Work required: Your answer must be every line of the data that contains "below".

Information given:
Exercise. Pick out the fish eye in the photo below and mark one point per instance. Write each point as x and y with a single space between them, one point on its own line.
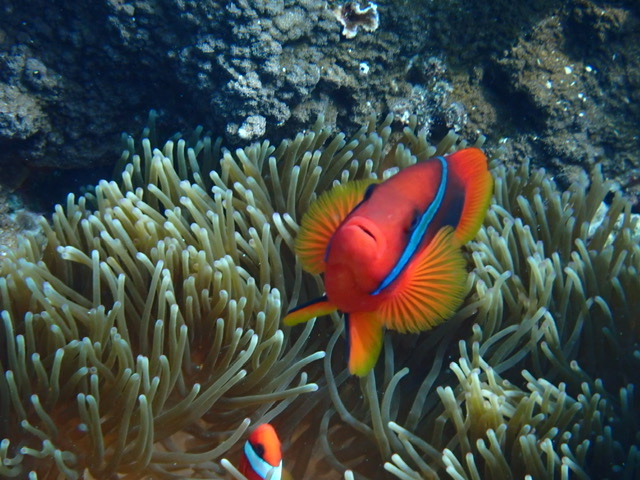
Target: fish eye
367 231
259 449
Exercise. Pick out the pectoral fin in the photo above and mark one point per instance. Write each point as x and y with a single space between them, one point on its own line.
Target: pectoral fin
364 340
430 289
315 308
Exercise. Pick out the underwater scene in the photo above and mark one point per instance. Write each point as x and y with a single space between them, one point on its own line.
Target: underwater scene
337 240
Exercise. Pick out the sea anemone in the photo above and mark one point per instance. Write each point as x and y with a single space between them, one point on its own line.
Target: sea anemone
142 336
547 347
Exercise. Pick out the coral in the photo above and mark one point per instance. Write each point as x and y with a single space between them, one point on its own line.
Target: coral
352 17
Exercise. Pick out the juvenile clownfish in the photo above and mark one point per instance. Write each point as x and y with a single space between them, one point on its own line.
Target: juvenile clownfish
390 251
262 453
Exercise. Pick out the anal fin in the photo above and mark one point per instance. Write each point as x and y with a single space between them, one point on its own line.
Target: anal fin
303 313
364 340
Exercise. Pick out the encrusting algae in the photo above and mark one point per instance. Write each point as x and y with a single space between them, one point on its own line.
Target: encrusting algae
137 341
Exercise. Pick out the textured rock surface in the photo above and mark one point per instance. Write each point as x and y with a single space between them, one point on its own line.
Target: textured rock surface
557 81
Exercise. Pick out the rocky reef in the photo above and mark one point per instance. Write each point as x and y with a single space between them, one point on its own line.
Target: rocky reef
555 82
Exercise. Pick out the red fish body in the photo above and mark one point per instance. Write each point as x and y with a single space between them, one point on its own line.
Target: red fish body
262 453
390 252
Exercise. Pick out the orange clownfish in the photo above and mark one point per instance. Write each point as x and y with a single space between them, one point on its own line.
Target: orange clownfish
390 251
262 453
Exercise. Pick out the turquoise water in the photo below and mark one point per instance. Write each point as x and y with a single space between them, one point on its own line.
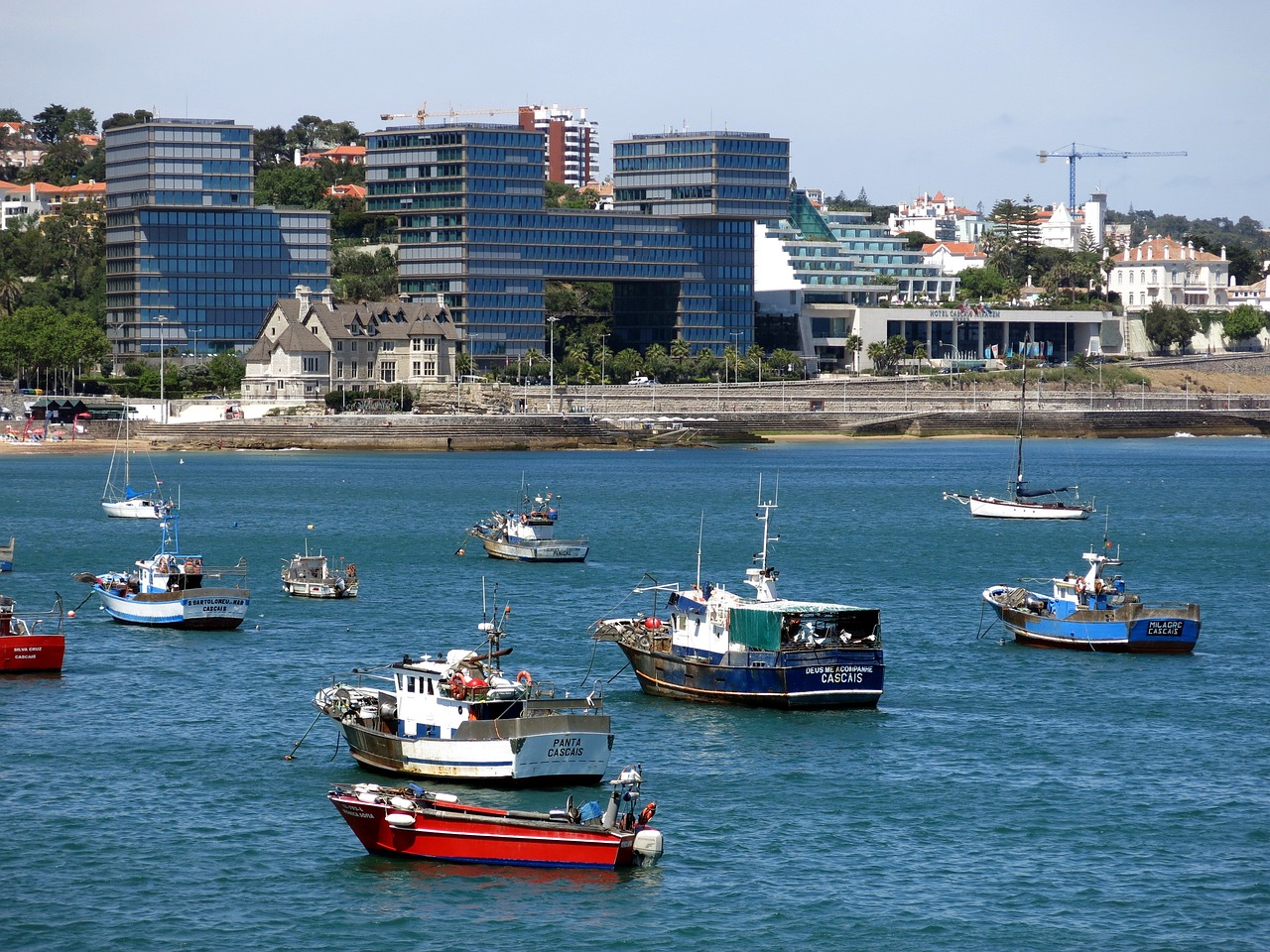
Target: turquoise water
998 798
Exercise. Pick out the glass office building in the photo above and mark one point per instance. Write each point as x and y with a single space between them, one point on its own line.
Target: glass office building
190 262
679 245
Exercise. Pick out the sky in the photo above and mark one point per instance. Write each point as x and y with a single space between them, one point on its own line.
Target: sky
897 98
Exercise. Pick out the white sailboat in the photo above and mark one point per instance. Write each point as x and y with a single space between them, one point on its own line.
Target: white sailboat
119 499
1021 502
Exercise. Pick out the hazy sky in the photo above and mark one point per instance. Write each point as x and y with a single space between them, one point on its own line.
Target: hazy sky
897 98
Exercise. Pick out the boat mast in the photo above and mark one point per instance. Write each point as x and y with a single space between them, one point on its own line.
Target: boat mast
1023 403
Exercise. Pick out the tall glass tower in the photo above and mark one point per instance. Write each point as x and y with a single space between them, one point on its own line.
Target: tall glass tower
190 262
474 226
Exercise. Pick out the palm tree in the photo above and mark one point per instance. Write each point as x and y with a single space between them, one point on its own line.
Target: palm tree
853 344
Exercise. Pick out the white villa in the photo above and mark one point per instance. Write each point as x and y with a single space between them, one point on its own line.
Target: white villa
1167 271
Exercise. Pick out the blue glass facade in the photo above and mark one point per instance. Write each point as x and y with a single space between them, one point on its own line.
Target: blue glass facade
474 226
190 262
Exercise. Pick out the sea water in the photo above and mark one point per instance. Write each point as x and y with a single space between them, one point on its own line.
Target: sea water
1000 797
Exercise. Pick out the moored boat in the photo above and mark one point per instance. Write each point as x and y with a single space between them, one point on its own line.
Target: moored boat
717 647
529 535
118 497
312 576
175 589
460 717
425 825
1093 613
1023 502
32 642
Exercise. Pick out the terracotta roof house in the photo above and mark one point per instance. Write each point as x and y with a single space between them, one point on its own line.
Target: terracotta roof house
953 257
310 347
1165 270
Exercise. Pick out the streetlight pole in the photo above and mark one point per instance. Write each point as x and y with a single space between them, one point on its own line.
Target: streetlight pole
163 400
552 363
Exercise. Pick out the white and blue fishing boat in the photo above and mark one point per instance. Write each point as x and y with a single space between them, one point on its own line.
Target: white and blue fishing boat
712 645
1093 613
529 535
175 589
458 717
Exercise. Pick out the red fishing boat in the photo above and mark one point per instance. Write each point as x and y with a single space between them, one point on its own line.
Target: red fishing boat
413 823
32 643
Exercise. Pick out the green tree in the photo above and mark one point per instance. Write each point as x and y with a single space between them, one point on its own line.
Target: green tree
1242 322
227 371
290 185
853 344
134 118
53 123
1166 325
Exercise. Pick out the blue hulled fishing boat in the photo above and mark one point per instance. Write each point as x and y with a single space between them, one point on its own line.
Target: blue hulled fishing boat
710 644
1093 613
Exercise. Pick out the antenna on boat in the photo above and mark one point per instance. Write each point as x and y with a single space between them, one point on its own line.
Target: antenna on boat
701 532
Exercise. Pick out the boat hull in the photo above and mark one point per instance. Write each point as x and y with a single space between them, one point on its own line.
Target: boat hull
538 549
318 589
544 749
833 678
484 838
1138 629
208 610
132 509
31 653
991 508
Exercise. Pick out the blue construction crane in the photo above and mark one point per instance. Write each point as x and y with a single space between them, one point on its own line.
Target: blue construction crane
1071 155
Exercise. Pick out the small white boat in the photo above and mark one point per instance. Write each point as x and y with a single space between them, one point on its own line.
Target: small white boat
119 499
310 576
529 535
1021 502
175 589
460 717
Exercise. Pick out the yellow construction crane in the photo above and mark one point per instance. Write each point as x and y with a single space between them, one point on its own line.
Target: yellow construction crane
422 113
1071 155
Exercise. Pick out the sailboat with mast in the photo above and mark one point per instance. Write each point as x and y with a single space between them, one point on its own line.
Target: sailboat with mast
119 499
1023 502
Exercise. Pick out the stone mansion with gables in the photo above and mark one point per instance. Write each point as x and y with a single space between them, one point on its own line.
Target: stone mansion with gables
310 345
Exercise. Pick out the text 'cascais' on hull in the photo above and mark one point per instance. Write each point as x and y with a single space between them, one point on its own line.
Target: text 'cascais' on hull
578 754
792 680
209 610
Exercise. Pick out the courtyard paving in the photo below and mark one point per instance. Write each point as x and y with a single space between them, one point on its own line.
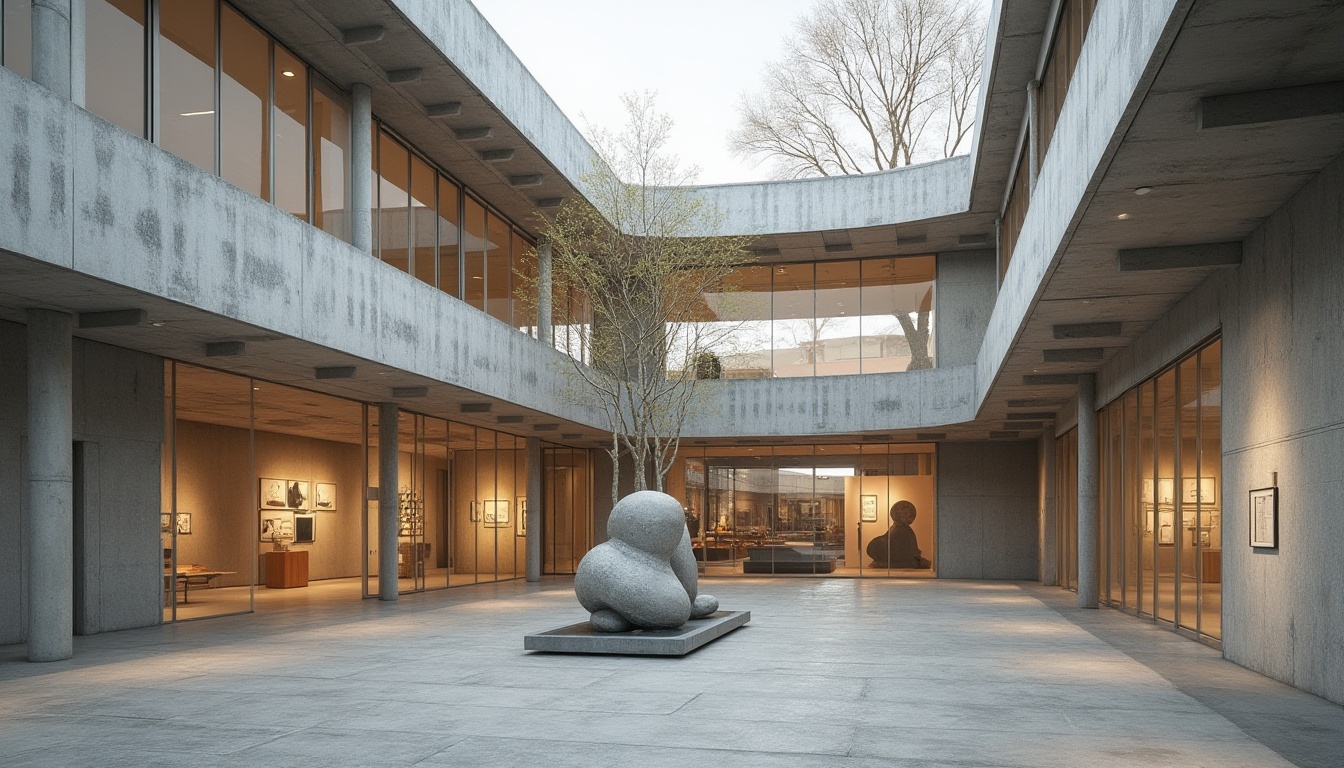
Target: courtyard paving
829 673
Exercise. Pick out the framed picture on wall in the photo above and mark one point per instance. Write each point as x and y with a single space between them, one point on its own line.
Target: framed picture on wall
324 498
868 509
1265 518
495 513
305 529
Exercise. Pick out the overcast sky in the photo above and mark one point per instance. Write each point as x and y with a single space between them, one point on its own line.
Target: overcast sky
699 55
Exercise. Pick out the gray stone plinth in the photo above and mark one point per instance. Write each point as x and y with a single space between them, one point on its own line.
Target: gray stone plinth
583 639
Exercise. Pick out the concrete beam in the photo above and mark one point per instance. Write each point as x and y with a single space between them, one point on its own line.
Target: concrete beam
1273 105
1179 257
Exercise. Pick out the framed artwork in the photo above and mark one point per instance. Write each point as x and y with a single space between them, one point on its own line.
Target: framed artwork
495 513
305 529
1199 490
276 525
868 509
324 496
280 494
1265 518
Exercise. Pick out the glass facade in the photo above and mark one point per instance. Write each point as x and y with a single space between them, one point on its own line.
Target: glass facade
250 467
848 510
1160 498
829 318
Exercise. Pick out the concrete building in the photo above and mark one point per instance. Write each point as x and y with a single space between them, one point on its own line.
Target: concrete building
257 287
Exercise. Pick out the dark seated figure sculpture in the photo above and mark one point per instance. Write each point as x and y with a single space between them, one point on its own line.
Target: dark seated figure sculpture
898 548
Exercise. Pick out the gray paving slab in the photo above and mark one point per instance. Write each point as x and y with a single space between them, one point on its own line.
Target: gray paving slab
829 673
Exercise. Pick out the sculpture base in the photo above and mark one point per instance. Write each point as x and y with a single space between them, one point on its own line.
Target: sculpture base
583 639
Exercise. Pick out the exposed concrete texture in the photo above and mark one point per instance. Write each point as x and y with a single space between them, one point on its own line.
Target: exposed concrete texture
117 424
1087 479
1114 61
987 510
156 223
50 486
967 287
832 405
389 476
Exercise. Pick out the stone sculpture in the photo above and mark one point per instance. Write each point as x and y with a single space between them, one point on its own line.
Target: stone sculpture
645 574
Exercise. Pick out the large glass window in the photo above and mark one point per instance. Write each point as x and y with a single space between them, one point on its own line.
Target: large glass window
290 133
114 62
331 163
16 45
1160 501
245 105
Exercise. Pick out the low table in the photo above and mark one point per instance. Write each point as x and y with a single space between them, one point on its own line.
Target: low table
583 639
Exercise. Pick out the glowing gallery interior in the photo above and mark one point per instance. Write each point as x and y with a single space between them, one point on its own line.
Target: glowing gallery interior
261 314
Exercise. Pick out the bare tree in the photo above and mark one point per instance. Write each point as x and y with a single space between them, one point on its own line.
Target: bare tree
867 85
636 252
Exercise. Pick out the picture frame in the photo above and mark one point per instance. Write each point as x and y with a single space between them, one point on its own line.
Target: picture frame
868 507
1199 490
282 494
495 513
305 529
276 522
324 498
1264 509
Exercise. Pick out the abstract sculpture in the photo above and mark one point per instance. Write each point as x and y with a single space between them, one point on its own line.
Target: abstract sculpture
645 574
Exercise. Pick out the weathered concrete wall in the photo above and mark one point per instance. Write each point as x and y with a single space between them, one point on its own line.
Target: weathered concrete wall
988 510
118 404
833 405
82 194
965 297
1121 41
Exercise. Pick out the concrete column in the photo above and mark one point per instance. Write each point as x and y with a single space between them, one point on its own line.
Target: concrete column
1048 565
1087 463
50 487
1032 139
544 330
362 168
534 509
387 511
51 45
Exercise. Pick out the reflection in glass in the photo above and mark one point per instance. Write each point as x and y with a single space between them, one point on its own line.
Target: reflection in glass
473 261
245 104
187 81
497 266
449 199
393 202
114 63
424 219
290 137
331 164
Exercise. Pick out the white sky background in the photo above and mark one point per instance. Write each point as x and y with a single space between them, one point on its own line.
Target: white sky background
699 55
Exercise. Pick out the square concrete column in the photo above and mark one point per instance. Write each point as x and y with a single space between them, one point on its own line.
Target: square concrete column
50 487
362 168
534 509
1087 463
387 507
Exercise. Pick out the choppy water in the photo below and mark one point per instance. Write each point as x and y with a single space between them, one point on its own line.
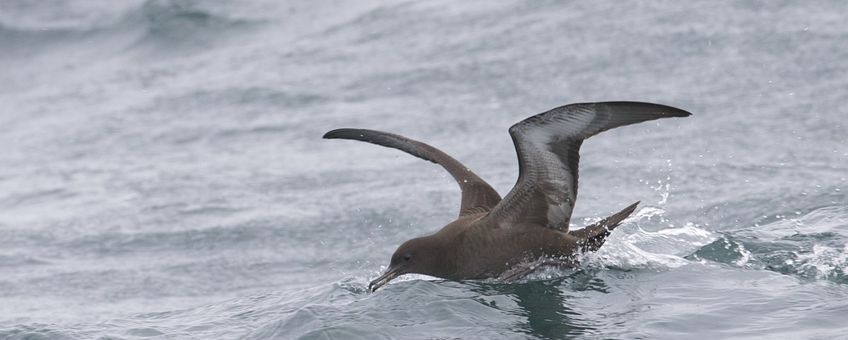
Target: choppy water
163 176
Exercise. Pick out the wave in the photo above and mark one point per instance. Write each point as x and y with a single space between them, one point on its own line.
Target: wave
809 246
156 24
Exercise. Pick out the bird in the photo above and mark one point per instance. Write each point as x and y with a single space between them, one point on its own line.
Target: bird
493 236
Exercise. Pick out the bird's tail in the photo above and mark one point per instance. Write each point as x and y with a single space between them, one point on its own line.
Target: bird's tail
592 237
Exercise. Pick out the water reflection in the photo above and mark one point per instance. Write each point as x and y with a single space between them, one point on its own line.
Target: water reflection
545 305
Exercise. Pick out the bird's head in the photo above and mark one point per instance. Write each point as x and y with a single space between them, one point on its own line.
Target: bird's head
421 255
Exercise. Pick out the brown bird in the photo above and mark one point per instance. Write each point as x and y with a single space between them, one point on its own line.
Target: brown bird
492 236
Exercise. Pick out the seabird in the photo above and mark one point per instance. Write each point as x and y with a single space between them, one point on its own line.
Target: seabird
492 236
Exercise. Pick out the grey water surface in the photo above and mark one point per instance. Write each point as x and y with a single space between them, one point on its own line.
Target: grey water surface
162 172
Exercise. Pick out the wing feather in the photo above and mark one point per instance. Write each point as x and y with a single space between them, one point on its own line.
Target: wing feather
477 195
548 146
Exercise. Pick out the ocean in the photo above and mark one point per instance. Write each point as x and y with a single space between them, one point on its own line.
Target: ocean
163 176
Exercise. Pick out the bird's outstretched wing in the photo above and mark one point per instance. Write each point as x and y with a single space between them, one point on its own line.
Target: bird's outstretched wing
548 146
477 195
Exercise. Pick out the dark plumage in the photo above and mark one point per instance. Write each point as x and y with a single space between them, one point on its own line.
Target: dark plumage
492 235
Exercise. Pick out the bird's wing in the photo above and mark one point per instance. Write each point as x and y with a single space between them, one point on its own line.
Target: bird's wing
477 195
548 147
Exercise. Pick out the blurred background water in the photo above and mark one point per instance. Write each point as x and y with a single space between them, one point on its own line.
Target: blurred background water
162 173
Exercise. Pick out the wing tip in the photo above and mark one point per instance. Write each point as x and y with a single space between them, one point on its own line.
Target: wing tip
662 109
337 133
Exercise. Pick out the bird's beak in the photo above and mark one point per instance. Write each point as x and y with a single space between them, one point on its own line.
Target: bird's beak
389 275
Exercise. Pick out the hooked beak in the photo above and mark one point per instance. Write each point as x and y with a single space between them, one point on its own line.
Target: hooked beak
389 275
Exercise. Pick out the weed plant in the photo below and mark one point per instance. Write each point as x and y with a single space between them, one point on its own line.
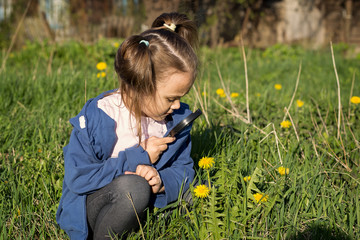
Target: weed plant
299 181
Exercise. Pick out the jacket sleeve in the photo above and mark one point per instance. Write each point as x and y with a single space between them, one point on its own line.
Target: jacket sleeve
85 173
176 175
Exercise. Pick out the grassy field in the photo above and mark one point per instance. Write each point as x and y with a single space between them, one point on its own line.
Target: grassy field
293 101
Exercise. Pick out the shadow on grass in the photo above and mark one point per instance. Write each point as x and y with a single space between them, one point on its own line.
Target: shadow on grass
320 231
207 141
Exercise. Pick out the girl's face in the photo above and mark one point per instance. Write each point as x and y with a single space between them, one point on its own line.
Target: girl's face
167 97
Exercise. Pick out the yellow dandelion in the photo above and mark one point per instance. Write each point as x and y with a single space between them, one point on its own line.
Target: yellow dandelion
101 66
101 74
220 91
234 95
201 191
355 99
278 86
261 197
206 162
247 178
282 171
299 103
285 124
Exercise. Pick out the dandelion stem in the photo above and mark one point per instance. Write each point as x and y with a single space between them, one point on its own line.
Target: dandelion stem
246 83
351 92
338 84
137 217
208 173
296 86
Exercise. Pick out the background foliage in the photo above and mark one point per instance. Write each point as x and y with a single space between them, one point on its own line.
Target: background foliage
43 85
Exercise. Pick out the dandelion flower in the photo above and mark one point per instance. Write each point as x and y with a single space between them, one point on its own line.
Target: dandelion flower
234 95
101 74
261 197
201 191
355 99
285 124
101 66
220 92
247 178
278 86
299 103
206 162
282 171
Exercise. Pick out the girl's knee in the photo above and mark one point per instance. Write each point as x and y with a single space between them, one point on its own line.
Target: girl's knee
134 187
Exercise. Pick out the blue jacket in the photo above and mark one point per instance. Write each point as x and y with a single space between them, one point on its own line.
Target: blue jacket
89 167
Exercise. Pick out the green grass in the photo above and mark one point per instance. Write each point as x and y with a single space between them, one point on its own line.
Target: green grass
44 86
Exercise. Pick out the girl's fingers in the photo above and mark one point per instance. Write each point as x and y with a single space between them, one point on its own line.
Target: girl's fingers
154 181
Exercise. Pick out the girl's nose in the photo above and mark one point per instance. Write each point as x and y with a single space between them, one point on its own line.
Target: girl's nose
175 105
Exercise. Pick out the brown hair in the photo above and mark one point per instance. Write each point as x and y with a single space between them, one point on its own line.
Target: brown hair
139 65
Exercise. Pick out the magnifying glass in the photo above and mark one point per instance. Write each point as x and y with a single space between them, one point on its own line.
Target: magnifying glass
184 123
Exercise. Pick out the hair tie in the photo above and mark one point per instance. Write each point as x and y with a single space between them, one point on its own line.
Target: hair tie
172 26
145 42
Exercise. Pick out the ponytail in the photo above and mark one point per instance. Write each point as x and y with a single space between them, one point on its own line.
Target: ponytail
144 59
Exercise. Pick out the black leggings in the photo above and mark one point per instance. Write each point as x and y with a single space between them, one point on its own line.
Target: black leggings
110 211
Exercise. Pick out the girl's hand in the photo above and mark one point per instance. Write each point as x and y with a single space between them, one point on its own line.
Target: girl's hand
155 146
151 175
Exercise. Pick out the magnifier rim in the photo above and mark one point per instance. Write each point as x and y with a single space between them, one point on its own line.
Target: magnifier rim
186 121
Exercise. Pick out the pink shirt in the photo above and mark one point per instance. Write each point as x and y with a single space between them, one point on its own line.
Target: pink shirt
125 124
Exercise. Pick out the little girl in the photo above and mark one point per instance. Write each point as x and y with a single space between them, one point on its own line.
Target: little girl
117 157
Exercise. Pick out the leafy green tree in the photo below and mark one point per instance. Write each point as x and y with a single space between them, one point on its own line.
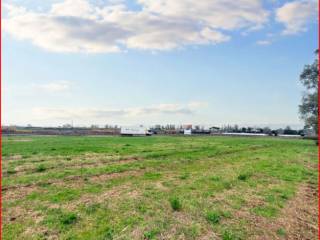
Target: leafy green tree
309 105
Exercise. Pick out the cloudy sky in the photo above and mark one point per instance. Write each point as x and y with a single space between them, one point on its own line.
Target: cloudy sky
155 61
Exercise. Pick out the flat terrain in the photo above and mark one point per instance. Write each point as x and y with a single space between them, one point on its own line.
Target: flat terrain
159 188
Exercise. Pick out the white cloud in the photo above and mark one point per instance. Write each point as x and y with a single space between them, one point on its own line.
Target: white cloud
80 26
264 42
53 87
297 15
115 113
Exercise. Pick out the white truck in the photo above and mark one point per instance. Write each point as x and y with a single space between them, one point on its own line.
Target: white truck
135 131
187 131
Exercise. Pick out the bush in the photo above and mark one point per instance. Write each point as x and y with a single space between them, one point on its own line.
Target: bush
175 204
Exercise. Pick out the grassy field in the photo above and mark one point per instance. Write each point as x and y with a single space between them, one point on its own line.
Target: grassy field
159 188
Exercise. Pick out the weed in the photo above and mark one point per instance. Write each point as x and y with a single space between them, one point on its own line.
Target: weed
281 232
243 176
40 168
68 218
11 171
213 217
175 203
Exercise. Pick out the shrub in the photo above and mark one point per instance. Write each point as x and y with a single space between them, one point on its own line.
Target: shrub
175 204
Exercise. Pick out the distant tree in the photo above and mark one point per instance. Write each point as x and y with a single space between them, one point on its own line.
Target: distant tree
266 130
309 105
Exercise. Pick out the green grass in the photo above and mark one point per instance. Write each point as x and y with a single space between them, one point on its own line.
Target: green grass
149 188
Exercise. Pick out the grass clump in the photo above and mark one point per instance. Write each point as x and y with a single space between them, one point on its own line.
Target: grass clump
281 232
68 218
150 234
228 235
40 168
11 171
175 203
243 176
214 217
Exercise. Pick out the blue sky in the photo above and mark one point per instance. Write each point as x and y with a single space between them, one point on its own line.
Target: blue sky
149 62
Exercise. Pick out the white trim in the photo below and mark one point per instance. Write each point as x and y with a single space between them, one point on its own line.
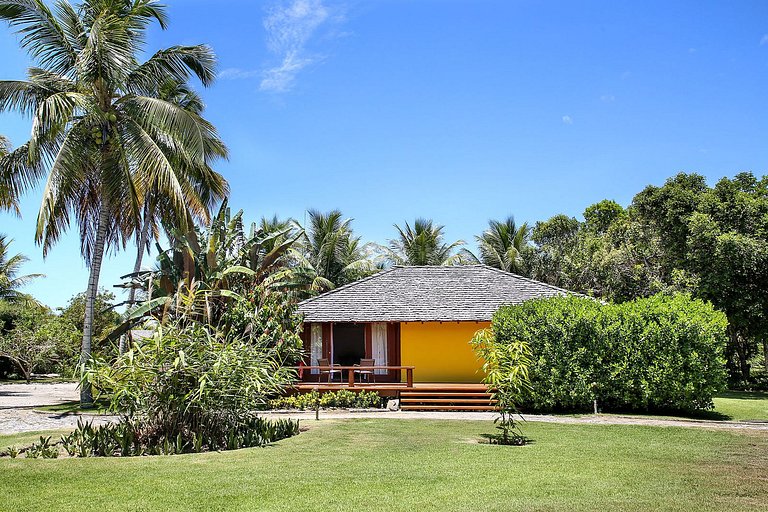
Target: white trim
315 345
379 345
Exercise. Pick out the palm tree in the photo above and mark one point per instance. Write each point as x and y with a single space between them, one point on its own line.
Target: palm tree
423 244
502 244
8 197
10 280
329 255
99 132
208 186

Answer to this task:
Exercise. Pick out the fish eye in the photo below and mark one point per instance. Write each point as x and y with a single space between them, one point on its own line.
Exercise. Pick out the turquoise water in the photo below and mark one point per instance. Write each point as x and y with a single space between them, one point on its own line.
Exercise. Pick out the courtyard paving in the photo below and mark one point per instance. Write each point as x and y with a single space between them, one point on its own line.
Exercise. Pick out the choppy water in the photo below and mark one point per instance. Write each point as x and y with a single space between them, one point on its own line.
Exercise. Pick out the weed plant in the photo below and mark one point per instance. Write each point as x and y with a single space between them, one point on its own line.
Exercise. Pick out the leafy green tree in the photo below and mark one point per instance. Write each point as x and y with a single space between them, one point on its own line.
Exercise. Pick out the white trim in the photo below and mark one point per instance. Write each point as x and y with a single space between them, one point on its own line.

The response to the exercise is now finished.